- [Passage]
• • • •

Twelve Nobel Peace Prize winners have called on British Prime Minister David Cameron to call publicly for the release of their fellow laureate, Liu Xiaobo, and his wife Liu Xia during Chinese President Xi Jinping's visit to London this week.
The laureates, led by South African Archbishop Desmond Tutu, wrote to Cameron on Sept. 2 to urge him to press the couple's case, U.S. advocacy group Freedom Now said.
"We believe that unless leaders like you take urgent action, both publicly and privately, that China will continue to believe it can act with impunity and without consequence for its behavior," a text of the letter released by Freedom Now said.
The laureates made a similar call to President Barack Obama ahead of Xi's visit to Washington last month. Obama did not bring up the issue in public with Xi.
The Nobel laureates said Liu Xia's health had declined "precipitously" in the past year and she should be allowed to travel abroad for medical care as she had requested.
They said that although the Chinese government said she was under no legal restriction, her apartment was under 24-hour police supervision and her movements were completely restricted.
They said Liu Xia had a heart attack in 2014, suffered from severe back pain, depression and anxiety. They said doctors had warned that her mental health problems would worsen unless there was a change in her living conditions.
Freedom Now founder Jared Genser said that unless Cameron obtained a private commitment for action he should publicly call for their release before the end of the State visit.
He won the Nobel Prize in 2010.
Xi will be feted by the royal family and leading politicians during his trip to Britain, which Cameron hopes will cement Britain's lucrative place as China's closest friend in the West.
The visit, which will seal a host of business deals, has been criticized by human rights activists who accuse Cameron of turning a blind eye to abuses.
Britain has won praise from China for its discretion in dealing with rights issues by raising them behind the scenes, a policy London says is more effective than public criticism.

• • • •

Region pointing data
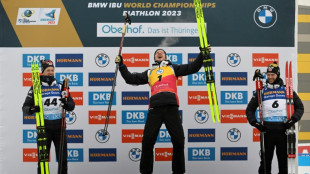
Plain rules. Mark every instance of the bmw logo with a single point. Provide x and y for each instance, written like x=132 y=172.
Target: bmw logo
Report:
x=101 y=137
x=265 y=16
x=201 y=116
x=234 y=135
x=233 y=59
x=70 y=117
x=102 y=60
x=135 y=154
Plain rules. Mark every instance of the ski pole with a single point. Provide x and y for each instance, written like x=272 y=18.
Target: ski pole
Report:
x=65 y=95
x=105 y=130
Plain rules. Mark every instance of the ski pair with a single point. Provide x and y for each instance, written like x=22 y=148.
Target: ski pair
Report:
x=207 y=62
x=41 y=140
x=291 y=135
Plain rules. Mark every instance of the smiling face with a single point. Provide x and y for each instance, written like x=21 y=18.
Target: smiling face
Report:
x=271 y=77
x=160 y=55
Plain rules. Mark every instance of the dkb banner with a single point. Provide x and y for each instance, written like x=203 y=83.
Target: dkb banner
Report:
x=82 y=38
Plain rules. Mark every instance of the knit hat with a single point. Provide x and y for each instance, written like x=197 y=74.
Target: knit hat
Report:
x=45 y=64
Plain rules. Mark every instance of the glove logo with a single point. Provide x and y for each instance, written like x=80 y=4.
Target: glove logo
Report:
x=102 y=60
x=233 y=135
x=265 y=16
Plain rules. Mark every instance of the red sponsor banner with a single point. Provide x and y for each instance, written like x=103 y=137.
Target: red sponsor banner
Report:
x=304 y=149
x=136 y=59
x=77 y=97
x=27 y=79
x=256 y=135
x=132 y=135
x=233 y=116
x=163 y=154
x=99 y=117
x=264 y=59
x=179 y=81
x=31 y=155
x=198 y=97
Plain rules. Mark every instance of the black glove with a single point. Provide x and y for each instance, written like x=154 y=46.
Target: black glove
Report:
x=34 y=109
x=290 y=123
x=119 y=60
x=64 y=103
x=260 y=127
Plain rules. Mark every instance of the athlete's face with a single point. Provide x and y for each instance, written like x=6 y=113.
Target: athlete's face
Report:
x=271 y=77
x=49 y=71
x=160 y=55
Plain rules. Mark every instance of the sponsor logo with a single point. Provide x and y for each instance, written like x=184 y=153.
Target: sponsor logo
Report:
x=101 y=79
x=197 y=97
x=101 y=98
x=99 y=117
x=233 y=116
x=69 y=60
x=136 y=59
x=29 y=136
x=75 y=155
x=27 y=79
x=201 y=135
x=135 y=154
x=233 y=135
x=101 y=137
x=132 y=135
x=234 y=78
x=192 y=57
x=234 y=97
x=234 y=153
x=265 y=16
x=135 y=98
x=179 y=81
x=256 y=135
x=75 y=79
x=102 y=154
x=201 y=116
x=28 y=58
x=163 y=136
x=77 y=98
x=31 y=155
x=233 y=59
x=29 y=119
x=264 y=59
x=70 y=117
x=134 y=117
x=175 y=58
x=201 y=154
x=197 y=79
x=102 y=60
x=74 y=136
x=163 y=154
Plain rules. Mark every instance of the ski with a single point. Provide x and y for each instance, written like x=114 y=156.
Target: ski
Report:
x=41 y=135
x=207 y=62
x=291 y=135
x=259 y=87
x=64 y=94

• • • •

- [Exercise tasks]
1. Summarize the passage in two sentences.
2. Please repeat, word for word, the section of the passage that opens with the words "Twelve Nobel Peace" and closes with "London this week.".
The rows stand apart from the passage as separate material.

- [Completed exercise]
1. Twelve Nobel Peace Prize laureates, led by Archbishop Desmond Tutu, urged British Prime Minister David Cameron to call publicly for the release of Liu Xiaobo and his wife Liu Xia during Chinese President Xi Jinping's visit to London, saying Liu Xia's health had declined sharply and her movements were completely restricted. Human rights activists have criticized the visit, which will seal many business deals, while Britain says raising rights issues behind the scenes works better than public criticism.

2.
Twelve Nobel Peace Prize winners have called on British Prime Minister David Cameron to call publicly for the release of their fellow laureate, Liu Xiaobo, and his wife Liu Xia during Chinese President Xi Jinping's visit to London this week.